_Problem description_
Reproduce all of the items below word for word, keeping every line unchanged.

_Records supplied_
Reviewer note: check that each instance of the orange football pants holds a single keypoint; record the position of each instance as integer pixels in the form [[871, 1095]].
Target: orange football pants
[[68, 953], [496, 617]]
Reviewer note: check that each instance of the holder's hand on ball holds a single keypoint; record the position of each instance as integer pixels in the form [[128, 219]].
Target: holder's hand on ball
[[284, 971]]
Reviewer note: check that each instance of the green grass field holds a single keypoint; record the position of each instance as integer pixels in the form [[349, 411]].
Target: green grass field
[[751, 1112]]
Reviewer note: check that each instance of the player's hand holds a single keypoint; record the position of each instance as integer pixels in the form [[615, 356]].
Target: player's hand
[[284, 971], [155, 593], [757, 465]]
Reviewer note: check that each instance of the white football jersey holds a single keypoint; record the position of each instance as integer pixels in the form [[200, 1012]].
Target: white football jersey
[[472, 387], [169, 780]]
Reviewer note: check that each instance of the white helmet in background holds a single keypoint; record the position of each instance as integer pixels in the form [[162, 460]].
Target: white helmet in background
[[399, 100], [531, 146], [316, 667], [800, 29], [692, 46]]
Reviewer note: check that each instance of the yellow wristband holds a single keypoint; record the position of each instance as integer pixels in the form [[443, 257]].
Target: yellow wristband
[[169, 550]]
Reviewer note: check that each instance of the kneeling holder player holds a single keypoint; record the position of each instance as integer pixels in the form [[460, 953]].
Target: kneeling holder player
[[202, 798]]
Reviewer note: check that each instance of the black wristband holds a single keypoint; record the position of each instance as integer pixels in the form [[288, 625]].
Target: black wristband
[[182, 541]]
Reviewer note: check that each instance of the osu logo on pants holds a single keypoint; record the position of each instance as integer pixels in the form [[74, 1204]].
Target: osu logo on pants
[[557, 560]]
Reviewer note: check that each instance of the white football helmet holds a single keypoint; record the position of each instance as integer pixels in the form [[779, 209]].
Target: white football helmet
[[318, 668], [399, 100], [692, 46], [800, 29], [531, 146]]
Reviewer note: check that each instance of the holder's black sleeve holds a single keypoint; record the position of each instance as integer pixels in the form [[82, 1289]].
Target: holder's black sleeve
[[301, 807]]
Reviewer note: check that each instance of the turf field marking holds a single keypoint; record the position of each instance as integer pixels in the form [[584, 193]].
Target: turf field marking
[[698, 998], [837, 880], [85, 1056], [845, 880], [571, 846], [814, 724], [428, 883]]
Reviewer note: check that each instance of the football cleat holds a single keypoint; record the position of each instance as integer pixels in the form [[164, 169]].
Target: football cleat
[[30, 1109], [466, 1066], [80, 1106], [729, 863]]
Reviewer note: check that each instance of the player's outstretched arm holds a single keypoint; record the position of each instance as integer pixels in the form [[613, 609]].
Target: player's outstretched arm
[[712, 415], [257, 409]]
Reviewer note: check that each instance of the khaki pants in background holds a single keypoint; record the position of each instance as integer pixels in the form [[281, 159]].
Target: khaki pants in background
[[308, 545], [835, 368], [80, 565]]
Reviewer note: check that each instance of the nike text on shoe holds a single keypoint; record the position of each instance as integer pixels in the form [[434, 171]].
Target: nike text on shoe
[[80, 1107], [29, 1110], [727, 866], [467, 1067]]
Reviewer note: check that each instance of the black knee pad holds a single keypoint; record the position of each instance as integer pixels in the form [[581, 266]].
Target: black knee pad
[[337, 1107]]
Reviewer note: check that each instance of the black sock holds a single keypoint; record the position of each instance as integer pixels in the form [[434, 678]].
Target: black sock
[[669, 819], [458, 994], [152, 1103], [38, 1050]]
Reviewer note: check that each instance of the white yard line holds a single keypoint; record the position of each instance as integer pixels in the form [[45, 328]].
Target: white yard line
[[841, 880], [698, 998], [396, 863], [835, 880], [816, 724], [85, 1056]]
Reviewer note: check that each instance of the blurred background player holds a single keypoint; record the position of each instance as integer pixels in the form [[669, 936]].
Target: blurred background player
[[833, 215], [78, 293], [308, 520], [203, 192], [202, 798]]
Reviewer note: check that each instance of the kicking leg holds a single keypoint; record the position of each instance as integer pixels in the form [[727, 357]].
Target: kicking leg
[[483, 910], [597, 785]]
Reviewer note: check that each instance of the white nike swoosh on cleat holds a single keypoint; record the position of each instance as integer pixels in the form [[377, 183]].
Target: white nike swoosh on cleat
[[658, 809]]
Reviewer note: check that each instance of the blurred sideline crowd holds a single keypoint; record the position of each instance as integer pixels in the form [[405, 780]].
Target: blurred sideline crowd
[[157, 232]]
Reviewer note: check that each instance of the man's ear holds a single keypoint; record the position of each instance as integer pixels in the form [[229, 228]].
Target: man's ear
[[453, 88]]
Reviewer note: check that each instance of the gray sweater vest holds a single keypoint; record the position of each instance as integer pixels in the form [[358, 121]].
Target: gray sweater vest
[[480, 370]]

_Response to this task_
Reviewer note: check that each instance of the orange football pants holds a single keypoint; record the position of each instance as integer pixels in the form [[871, 1095]].
Target: orange football pants
[[68, 953], [496, 617]]
Reviewer note: check that each instance of the holder's hand on ball holds a single keypoint; record the position of each instance as integer pixels in the form [[128, 219]].
Target: holder's hand on ball
[[284, 971]]
Reviewer note: check that each instance of the green grass field holds a single keypoint; record the position of each instance as integer pixels in the form [[349, 411]].
Target: green grass field
[[751, 1112]]
Reviewer note: check that each instance of the player's hand holds a single keypoint; record the position of each instance as integer pixels in the form [[615, 356]].
Target: player's hand
[[284, 971], [155, 593], [757, 465]]
Reviewer note: check that each instance of the white football jersey holds a single keypoint; record the position of each instance as integer pixels in the form [[200, 1012]].
Target: white football jersey
[[472, 387], [169, 780]]
Reviewer note: check that each instance of the white helmet in background holds a single keypoint; record the position of each instance as integer pixels in the form [[162, 460]].
Target: white helmet in background
[[399, 100], [531, 146], [316, 667], [800, 29], [692, 46]]
Reviewer note: check that each instance of the yellow wristband holds a single keypoint; record the position of each instance as integer pixels in the form [[443, 257]].
Target: yellow wristband
[[169, 550]]
Reviewer note: check that each instance of the kneeling holder player holds a single keypoint; record the position of each instance as integer pixels in the form [[460, 953]].
Target: kneeling holder player
[[202, 798]]
Reviewer note: check that each instance of the black wristband holds a single keypoint; record the position of each instance as integer pixels in the form [[288, 625]].
Target: black wristband
[[182, 541]]
Reviewer note: check that each instance of the osu logo on pants holds a single keypoint; record the position of each instance as integer pixels in the form [[74, 1204]].
Target: osu logo on pants
[[557, 560]]
Reviewer note: check that each instance of the white football helmet holds a single keypoint; record the position of each instance as integer pixels in the form [[779, 209]].
Target: white football helmet
[[318, 668], [399, 100], [692, 46], [800, 29], [531, 146]]
Reviewer note: check that each instance of the holder's black sleeve holds a single keypoint; record the position of each instance as integer pixels in the form [[82, 1289]].
Target: holder's black sleeve
[[301, 807]]
Reviewer note: check that each instance of the turf field marking holds a single keypoint; record the position of each instance as integer pixels in the form [[584, 193]].
Target: turf field marking
[[698, 998], [837, 880], [85, 1056], [845, 880], [571, 846], [814, 724], [428, 883]]
Reviewer note: check that each instance of the football cleat holds a single keypoint; record the position of each instance as integer pixels in the form [[164, 169]].
Target: football cleat
[[30, 1109], [466, 1066], [80, 1106], [729, 863]]
Reviewer note: check that each instance of the player's outstretched arm holds a single keypoint; record the position of each instance as integer pixels in the form [[613, 609]].
Target: player's outstretched arm
[[712, 415], [257, 409]]
Reviewer note: check that each instance of the khaki pants in background holds a single keypoint; record the position of each instance as integer pixels in the form [[281, 159]].
Target: khaki pants in background
[[308, 545], [835, 368], [80, 565]]
Reviewer note: check that each instance of the nike text on shoe holds a single keypoint; record the position of each instance as integer pixels in the form [[434, 171]].
Target: nike text on shoe
[[80, 1107], [29, 1110], [727, 866], [467, 1067]]
Reviewer note: check that each instance of the black knee pad holds a single keypoint; record the position of each instance as integer pixels in the form [[581, 266]].
Target: black knee pad
[[337, 1107]]
Reviewer note: check that each instance of the black sock holds a single keypoint; record the position of each instance as integer pixels in the form [[434, 678]].
Target: black sock
[[669, 819], [458, 994], [152, 1103], [38, 1050]]
Reviewer note: check that each instance of the white yard line holds a single keypoint; record the position of each instance as integer pixels in the form [[45, 328]].
Target: white yard line
[[841, 880], [698, 998], [396, 863], [835, 880], [816, 724], [85, 1056]]
Reviewer note: check that each instance of the blurred background player holds a single keypoint; record the position of each instance as integer pixels in the form [[669, 936]].
Target: blurred background player
[[833, 215], [78, 293], [308, 520], [203, 192], [202, 798]]
Reviewer note: check that each instance of the kicking leg holds a single keypoint; record the position of each instance as integer pixels in the form [[727, 357]].
Target: kicking leg
[[483, 910], [597, 785]]
Reviewer note: check that each instance of the white nike swoosh on cleat holds a single keypoint; record the position of each instance as integer pixels in the form [[377, 183]].
Target: white nike swoosh on cleat
[[658, 809]]
Reviewer note: check that each instance of the blurred sideline crowd holds a single keypoint; record the position of each instance as integer pixels in the form [[405, 780]].
Target: blurred sideline crowd
[[157, 232]]
Reviewer note: check that each instance of the man's ear holds a single keypoint; record the position of each instance as integer pixels in the form [[229, 228]].
Target: man's ear
[[453, 88]]
Reviewer note: check that each instance of the gray sweater vest holds a single keypoint; record the position of each instance as integer pixels in the form [[358, 121]].
Target: gray sweater vest
[[480, 370]]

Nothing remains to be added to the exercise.